WHAT TO PRODUCE:
Every line from the one with "Target: elderly man" to the end of the data needs to be copied exactly, and no line before it.

═════ DATA TO PROCESS

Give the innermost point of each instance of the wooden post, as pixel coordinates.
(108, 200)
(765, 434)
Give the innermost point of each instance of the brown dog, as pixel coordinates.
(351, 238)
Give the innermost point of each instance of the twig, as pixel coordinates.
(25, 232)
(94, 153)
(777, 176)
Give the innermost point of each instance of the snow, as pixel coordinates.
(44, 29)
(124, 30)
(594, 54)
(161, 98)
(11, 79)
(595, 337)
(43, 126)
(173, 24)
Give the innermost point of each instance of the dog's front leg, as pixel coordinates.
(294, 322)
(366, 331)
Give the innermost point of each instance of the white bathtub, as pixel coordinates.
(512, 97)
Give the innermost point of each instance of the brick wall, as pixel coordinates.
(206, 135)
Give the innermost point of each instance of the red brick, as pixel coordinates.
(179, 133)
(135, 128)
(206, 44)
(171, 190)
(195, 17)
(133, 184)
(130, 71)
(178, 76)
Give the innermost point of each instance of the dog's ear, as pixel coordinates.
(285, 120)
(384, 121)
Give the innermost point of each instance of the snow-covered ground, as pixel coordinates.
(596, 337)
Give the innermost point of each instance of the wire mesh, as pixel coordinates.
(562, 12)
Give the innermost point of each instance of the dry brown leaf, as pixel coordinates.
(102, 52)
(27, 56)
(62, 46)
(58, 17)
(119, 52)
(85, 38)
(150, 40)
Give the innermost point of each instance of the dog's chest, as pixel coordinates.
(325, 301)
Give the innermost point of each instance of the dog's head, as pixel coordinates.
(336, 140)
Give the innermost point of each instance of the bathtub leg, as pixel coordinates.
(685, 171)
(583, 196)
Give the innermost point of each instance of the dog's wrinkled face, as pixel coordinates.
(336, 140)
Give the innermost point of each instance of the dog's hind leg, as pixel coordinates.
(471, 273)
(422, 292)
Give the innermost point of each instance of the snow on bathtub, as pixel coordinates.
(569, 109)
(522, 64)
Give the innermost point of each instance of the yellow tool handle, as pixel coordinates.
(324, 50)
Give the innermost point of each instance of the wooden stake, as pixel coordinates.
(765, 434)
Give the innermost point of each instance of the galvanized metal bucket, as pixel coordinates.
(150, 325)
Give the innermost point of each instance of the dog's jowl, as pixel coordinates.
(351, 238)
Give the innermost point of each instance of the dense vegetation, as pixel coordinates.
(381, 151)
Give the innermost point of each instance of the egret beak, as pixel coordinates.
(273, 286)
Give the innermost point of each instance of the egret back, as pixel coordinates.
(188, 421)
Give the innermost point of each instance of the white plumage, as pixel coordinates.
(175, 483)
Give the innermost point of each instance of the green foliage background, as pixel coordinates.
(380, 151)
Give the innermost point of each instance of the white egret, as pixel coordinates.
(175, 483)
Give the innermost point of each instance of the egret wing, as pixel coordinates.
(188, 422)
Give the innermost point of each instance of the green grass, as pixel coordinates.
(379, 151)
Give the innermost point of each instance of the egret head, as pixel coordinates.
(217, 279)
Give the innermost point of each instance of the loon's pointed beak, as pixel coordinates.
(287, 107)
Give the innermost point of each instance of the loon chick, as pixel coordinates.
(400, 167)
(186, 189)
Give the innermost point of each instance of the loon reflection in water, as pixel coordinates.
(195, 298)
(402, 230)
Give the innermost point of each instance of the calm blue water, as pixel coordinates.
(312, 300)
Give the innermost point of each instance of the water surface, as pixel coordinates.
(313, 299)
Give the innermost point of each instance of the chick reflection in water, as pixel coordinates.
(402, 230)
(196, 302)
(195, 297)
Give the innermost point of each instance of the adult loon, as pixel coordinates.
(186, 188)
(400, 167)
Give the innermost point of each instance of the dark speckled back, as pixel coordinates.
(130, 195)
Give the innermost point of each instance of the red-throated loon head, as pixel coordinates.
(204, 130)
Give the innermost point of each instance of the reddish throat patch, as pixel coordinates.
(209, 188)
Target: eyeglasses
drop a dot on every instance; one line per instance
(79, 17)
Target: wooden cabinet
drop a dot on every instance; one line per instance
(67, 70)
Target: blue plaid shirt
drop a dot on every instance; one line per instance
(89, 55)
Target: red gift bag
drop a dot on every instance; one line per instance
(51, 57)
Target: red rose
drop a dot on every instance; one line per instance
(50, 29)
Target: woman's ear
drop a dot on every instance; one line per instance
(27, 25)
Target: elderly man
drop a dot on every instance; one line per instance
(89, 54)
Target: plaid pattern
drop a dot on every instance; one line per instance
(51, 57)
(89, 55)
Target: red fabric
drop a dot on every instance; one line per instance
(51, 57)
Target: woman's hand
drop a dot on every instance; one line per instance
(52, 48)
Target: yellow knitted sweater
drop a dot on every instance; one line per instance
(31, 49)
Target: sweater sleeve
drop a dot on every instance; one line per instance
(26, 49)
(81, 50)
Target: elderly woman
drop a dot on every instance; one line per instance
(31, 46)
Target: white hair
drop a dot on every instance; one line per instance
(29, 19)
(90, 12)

══════════

WORKED ANSWER:
Target: elderly man
drop a dot on every instance; one line per instance
(89, 54)
Target: plaid pattern
drop a dot on every instance; one line per instance
(51, 57)
(89, 55)
Target: red fabric
drop a dot on every instance; one line per instance
(51, 57)
Target: woman's hand
drop a dot on every instance; one line per instance
(52, 48)
Target: yellow knitted sweater
drop a dot on every instance; one line per instance
(31, 49)
Target: sweater sleeve
drop a dot on every instance; one line per instance
(26, 49)
(81, 50)
Target: elderly woman
drop a dot on every instance; one line per instance
(31, 46)
Target: white hair
drop a dot on every instance; one line per instance
(29, 19)
(90, 12)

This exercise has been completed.